## About this exercise
Repeat the entries below in full, with every character unchanged.

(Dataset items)
======

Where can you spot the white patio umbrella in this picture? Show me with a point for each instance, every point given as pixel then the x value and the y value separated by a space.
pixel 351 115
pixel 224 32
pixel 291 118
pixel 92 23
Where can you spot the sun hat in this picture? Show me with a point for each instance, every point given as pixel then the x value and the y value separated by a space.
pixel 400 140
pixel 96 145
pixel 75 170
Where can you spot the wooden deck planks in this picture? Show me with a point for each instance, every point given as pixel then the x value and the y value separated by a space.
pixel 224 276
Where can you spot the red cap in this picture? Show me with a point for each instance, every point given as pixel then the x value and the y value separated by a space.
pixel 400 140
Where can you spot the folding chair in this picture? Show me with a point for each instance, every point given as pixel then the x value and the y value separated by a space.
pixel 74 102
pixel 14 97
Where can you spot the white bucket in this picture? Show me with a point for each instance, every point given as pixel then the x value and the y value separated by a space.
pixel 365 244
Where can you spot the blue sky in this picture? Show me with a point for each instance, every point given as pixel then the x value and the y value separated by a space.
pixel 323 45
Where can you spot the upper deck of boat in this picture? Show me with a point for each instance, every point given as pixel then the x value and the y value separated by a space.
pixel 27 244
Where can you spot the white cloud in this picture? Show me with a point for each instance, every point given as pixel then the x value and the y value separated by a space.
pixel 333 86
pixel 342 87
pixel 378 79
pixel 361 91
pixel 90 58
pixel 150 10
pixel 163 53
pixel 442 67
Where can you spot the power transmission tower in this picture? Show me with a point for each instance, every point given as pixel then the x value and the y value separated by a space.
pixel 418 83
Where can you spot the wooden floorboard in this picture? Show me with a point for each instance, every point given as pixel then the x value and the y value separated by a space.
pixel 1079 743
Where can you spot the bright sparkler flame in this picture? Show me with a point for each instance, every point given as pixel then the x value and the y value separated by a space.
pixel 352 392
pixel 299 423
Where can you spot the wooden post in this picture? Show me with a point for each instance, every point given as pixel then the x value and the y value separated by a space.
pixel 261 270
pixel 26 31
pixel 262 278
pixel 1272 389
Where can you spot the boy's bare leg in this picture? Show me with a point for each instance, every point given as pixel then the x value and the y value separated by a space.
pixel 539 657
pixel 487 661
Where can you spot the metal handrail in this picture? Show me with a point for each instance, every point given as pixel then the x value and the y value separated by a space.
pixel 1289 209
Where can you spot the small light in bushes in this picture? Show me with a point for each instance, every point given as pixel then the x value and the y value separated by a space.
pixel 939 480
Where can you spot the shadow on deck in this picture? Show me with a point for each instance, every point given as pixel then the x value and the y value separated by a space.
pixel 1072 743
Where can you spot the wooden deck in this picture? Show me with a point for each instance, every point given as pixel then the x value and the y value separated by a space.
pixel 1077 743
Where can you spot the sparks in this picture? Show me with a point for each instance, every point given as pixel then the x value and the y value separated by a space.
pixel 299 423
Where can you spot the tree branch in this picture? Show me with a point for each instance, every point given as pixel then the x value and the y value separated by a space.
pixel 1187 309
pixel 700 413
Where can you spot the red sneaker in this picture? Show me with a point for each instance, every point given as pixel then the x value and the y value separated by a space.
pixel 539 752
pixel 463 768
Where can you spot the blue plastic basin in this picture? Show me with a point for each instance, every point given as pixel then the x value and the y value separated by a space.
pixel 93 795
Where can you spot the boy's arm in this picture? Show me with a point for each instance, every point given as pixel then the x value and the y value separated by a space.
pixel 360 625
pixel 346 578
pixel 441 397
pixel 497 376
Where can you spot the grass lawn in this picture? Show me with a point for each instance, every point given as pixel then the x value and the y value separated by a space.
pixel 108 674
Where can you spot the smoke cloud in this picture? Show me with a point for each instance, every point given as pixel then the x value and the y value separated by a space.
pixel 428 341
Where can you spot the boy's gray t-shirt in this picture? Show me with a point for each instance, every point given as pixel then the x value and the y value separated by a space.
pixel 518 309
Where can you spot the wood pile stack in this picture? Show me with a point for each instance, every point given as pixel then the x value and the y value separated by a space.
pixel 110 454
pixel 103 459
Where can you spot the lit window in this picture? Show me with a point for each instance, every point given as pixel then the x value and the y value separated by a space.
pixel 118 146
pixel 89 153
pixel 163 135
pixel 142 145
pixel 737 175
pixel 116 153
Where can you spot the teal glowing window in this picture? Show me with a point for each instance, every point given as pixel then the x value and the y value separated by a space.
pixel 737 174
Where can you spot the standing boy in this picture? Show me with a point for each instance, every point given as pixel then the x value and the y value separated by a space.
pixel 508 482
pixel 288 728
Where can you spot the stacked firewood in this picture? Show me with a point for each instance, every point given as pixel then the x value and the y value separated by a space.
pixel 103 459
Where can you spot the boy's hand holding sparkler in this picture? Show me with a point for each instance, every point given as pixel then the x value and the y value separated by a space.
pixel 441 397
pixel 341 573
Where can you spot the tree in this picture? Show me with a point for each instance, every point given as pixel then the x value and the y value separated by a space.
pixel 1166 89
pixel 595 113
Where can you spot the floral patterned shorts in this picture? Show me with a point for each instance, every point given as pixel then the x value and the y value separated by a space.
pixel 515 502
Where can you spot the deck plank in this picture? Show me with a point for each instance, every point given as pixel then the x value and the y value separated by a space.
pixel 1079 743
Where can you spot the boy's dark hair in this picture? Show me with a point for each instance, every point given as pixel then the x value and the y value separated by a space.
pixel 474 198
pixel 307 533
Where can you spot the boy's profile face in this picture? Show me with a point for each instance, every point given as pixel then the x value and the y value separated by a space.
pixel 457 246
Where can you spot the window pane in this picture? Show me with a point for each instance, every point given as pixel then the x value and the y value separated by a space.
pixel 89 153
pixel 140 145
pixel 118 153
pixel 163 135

======

## Solution to this problem
Where can you spot the white patio umbrella in this picture? Show me with a point for each instance, every point given as pixel then the x value and the y value separated by a space.
pixel 351 115
pixel 224 32
pixel 291 118
pixel 92 23
Where can you spot the sun hat in this picture? Show me with a point for each instance, every point given as pixel then the x value and the y value separated by a space.
pixel 400 140
pixel 96 145
pixel 75 170
Where can you spot the wooden deck planks in this picture? Show me with a point for each instance, every point given as pixel then the x value and the y value separated by a space.
pixel 224 276
Where can you spot the red cap in this picture? Show me with a point for each instance, every point given as pixel then the x value and the y value separated by a space.
pixel 400 140
Where can you spot the folding chair in this picture? Show me with a point for each instance, every point given as pixel then the x value and the y value separated by a space.
pixel 74 102
pixel 14 97
Where can you spot the white bucket in this picture? Show me with a point for each instance, every point given as pixel then the x value and the y value separated by a space.
pixel 365 244
Where can you spot the blue sky in this picture? Show me with a point for each instance, every point given as pixel then the x value and the y value separated by a space.
pixel 323 45
Where can you spot the upper deck of boat in this picture? Show me with a point for each instance, every point given as pixel then the x value and the y value separated by a space.
pixel 27 244
Where can you spot the white cloud in this picture? Show me with a point for each instance, every point given as pixel then the x value and the y value separated by a space.
pixel 333 86
pixel 342 87
pixel 378 79
pixel 361 91
pixel 90 58
pixel 150 10
pixel 163 53
pixel 442 67
Where can you spot the power transmission tower in this picture? Show me with a point for each instance, every point given as pixel then the x value and the y value separated by a space.
pixel 418 83
Where can you spot the wooden floorboard in this picture? Show me with a point for each instance, every point given as pixel then the x value and the y value separated by a space.
pixel 1079 743
Where can you spot the bright sparkler flame in this picture? Show me with a point for each instance, every point given as pixel then the x value and the y value separated by a space.
pixel 352 392
pixel 299 423
Where can you spot the wooden post in this picture? Show me with a point for each instance, every point given as pixel then the x value and the y value separated by a space.
pixel 261 270
pixel 26 31
pixel 262 278
pixel 1272 389
Where can you spot the boy's bare leg in this picture? Show me with a point for each instance, every point given as pixel then the x value and the y value separated by a space.
pixel 539 657
pixel 487 661
Where can you spot the metal handrail in this picture? Show me with a point for each instance, every point given as pixel then the x value and the y value separated by a space.
pixel 1289 209
Where can you spot the small light in bushes in this picture? Show me with a point for each instance, every point given as pixel then the x value and the y value separated by a space.
pixel 939 480
Where can you spot the shadow on deck in this picture? Show me with a point for each instance, every point given as pixel then the x value and the y value separated by a space.
pixel 1072 743
Where can you spot the wooden deck in this picture? Show me with a point for each instance, every point given as pixel then the x value and the y value separated by a space.
pixel 1077 743
Where can you spot the sparks in this picture? Show me with a point for each instance, every point given as pixel then the x value and the y value separated by a space.
pixel 299 423
Where can you spot the tree branch in this picture? Show me with a point for each instance, every point given as pixel then the x value and the y value separated by a space.
pixel 1187 309
pixel 700 413
Where can you spot the red sneaker in this picture? Show me with a point for each instance, every point given as pixel then the x value and the y value separated by a space.
pixel 539 752
pixel 463 768
Where can you spot the blue plastic basin in this picture? Show me with a point for each instance, every point given as pixel then the x value and the y value separated by a space.
pixel 93 795
Where can you spot the boy's arm in this picture? Show me with a point for each instance, every point given as pixel then the x value and the y value separated by a space.
pixel 360 625
pixel 346 578
pixel 441 397
pixel 497 376
Where can you spot the grass lawn in this picture? Show me with a point for each instance, every point given as pixel then the x value and the y value separated by a space.
pixel 108 674
Where can you spot the smoke cloud in this picture? Show me with a point for each instance, every point given as pixel then the x value and the y value separated by a space.
pixel 428 341
Where can you spot the boy's gray t-shirt in this picture? Show me with a point for each instance, every point given as pixel then the x value and the y value separated by a space.
pixel 518 309
Where can you spot the wood pile stack in this picture? Show me with a point for each instance, every point given as pixel then the x value and the y value separated by a space.
pixel 110 454
pixel 103 459
Where can you spot the lit window in this picture? Show me with a point for each instance, every point given as pixel then the x value and the y value separated by a space.
pixel 118 146
pixel 89 153
pixel 163 135
pixel 142 145
pixel 737 175
pixel 116 153
Where can you spot the teal glowing window in this picture? Show me with a point for each instance, every point given as pixel then the x value and the y value separated by a space.
pixel 737 174
Where can you spot the standing boy in this picture? Show me with a point for each instance, every point given as pixel then the x value and the y value separated by a space.
pixel 508 482
pixel 288 728
Where can you spot the stacked firewood in this picture? Show me with a point for each instance, every point given as pixel then the x value and the y value separated by a space.
pixel 103 459
Where can you spot the boy's hand holding sparkler in this picture? Show me with a point for each instance, every point given as pixel then the x value and the y value separated by a space.
pixel 441 397
pixel 341 573
Where can you spot the tree in this picture? Show me with a point for each instance, every point given as pixel then the x value and the y value separated by a space.
pixel 1166 89
pixel 595 113
Where can you spot the floral patterned shorts in this picture? Show me with a point for each instance, every point given as pixel then the x value and the y value separated by a space.
pixel 515 502
Where can you spot the deck plank in this picture? Show me with a point for each instance, every point given as pixel then the x value and the y value separated by a space.
pixel 1079 743
Where can you spot the boy's dark hair in this picture? Show me with a point for each instance, every point given as pixel then the x value and the y value separated by a space.
pixel 474 198
pixel 307 533
Where can you spot the boy's profile face in this picture? Show me with a point for each instance, every point given as pixel then the x value and the y value separated by a space.
pixel 457 246
Where can you spot the window pane in this picture? Show me with a point for each instance, every point given as pixel then the x value and the y value separated by a space.
pixel 89 153
pixel 140 145
pixel 118 153
pixel 163 135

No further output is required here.